What to do: Repeat the data exactly, every last line of it.

Data records:
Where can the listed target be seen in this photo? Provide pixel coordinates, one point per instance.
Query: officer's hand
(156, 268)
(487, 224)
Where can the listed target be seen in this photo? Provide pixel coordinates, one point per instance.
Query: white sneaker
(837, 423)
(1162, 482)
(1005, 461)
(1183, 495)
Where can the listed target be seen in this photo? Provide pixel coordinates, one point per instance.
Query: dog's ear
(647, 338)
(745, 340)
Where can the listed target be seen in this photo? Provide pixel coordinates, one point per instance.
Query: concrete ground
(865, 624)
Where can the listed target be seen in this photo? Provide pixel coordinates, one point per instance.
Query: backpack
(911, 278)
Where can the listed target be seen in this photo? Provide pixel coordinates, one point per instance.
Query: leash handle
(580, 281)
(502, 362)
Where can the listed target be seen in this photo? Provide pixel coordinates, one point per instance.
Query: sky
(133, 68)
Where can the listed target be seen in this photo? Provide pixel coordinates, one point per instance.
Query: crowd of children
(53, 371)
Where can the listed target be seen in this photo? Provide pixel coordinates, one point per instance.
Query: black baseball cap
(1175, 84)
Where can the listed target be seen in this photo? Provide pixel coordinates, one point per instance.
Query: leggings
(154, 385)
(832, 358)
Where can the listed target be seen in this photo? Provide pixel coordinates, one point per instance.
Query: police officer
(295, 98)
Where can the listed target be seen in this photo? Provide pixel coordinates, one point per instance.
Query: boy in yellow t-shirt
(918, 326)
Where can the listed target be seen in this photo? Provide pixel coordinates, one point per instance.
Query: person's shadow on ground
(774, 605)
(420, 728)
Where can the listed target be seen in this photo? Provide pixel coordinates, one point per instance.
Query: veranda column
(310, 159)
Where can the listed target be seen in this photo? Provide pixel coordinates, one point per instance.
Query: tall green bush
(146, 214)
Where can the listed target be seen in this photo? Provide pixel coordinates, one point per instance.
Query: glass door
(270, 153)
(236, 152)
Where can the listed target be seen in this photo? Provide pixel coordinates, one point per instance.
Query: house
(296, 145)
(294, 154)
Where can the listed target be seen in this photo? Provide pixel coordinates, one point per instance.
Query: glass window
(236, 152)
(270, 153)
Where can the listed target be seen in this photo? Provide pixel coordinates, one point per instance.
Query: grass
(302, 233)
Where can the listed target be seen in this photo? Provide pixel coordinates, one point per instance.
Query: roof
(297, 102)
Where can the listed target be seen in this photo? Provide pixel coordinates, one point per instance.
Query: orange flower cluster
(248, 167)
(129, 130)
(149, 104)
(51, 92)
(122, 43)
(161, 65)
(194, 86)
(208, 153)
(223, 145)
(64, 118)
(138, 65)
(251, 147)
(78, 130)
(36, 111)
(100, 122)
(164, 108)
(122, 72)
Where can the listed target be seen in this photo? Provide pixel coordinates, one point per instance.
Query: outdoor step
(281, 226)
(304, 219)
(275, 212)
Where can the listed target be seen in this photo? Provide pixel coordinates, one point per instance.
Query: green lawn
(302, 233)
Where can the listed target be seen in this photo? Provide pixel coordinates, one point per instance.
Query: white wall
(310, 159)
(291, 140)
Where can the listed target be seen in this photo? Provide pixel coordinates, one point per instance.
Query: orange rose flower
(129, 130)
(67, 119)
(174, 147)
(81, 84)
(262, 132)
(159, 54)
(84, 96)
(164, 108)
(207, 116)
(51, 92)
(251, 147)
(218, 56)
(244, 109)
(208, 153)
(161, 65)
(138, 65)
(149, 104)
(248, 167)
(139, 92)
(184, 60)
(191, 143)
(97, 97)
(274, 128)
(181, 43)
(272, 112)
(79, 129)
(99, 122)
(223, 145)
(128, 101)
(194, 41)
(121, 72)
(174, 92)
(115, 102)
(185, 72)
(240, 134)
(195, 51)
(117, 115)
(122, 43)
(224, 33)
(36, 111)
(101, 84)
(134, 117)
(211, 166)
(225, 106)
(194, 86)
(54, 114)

Response:
Where can the listed target be seen in this photo? Provide pixel coordinates, one point per instance.
Query: officer's hand
(156, 268)
(487, 224)
Where can the listed target be seen in this photo? Provide pixel coordinates, one point per instance.
Query: white sneaker
(837, 423)
(1162, 482)
(1005, 461)
(1183, 495)
Where can the listed target be seen in this photo? Provide pixel coordinates, one point per instance.
Query: dog's ear
(647, 338)
(745, 340)
Where can the listed target be seen in this photo? Provide pixel coordinates, one point per instance.
Query: concrete ground
(865, 624)
Where can the listed target be seen in this photo? Provide pixel coordinates, one point per instance.
Query: backpack
(911, 278)
Where can the listed target be seen in this photo? Provide pixel coordinates, one point per instance.
Query: leash handle
(580, 281)
(502, 362)
Where can the listed target be seen in this photo? Provide pixel coordinates, one point per instance.
Query: sky
(133, 68)
Where can the listed target be seen in this photo? Provide pixel coordinates, one point per instance.
Query: crowd of children
(53, 371)
Where can the listed target be seen in this photo? Provide pixel coordinates, one point per instance.
Query: black baseball cap
(1175, 84)
Where can the listed target be seen in this photo? Provide pixel coordinates, one point per instance.
Query: leggings
(154, 385)
(832, 358)
Where can the listed target be seen in this photo? Provide pixel coordinates, one point per instance.
Query: police officer
(295, 98)
Where can the listed target be seen in this photo? Provide pixel coordinates, one point per instance.
Query: boy in yellow t-shirt
(918, 326)
Where can the listed target be seen in this photo? Provide pixel coordinates, one point per instance.
Query: person's shadow on ground
(774, 605)
(420, 728)
Where can the listed target be seen in this photo? Provide pixel coordinates, one point per instance.
Query: veranda column
(310, 159)
Where can the listed target be seen in this photo? Provide pixel coordinates, one point per instance.
Query: tall green bush
(146, 214)
Where can the listed target be seen in this photo? Provide pixel coordinates, one point per instance.
Query: glass door
(270, 153)
(236, 152)
Where can the listed target be seen in this photo? Provide pixel coordinates, one point per instance.
Query: house
(296, 145)
(294, 154)
Where can the listed target be seen in this photo? Provide pixel coordinates, one point per instance.
Query: glass window
(236, 152)
(270, 153)
Where can the listed target be seen in this photo? Provide pixel coordinates, one point per instance.
Query: grass
(302, 233)
Where can the listed target be seen in this photo? Provide pixel coordinates, one point per instance.
Query: roof
(297, 102)
Where can the listed target be seen in this photo? Provide pixel coordinates, one point per instance.
Query: orange flower cluster
(248, 167)
(129, 130)
(149, 104)
(51, 92)
(122, 43)
(161, 65)
(194, 86)
(208, 153)
(223, 145)
(64, 118)
(138, 65)
(251, 147)
(78, 130)
(36, 111)
(100, 122)
(164, 108)
(122, 72)
Where can the listed target be seen in this photo? Provide pixel coordinates, one point per instance.
Query: outdoor step
(281, 226)
(304, 219)
(275, 212)
Where can the listed target be seen in this photo? Provide pixel coordinates, one point per instance.
Query: green lawn
(302, 233)
Where can the listed target be seen in this photo? Provide pixel coordinates, one point per instance.
Query: white wall
(310, 159)
(291, 140)
Where can the listed target be seen in this photo? Provide pixel coordinates, one point per instance.
Query: orange rose flower
(129, 130)
(67, 119)
(174, 147)
(81, 84)
(262, 132)
(159, 54)
(84, 96)
(164, 108)
(207, 116)
(51, 92)
(251, 147)
(218, 56)
(244, 109)
(208, 153)
(161, 65)
(138, 65)
(149, 104)
(248, 167)
(139, 92)
(184, 60)
(191, 143)
(97, 97)
(274, 128)
(181, 43)
(272, 112)
(79, 129)
(99, 122)
(223, 145)
(128, 101)
(194, 41)
(121, 72)
(174, 92)
(115, 102)
(185, 72)
(240, 134)
(195, 51)
(117, 115)
(122, 43)
(224, 33)
(36, 111)
(101, 84)
(134, 117)
(211, 166)
(225, 106)
(194, 86)
(54, 114)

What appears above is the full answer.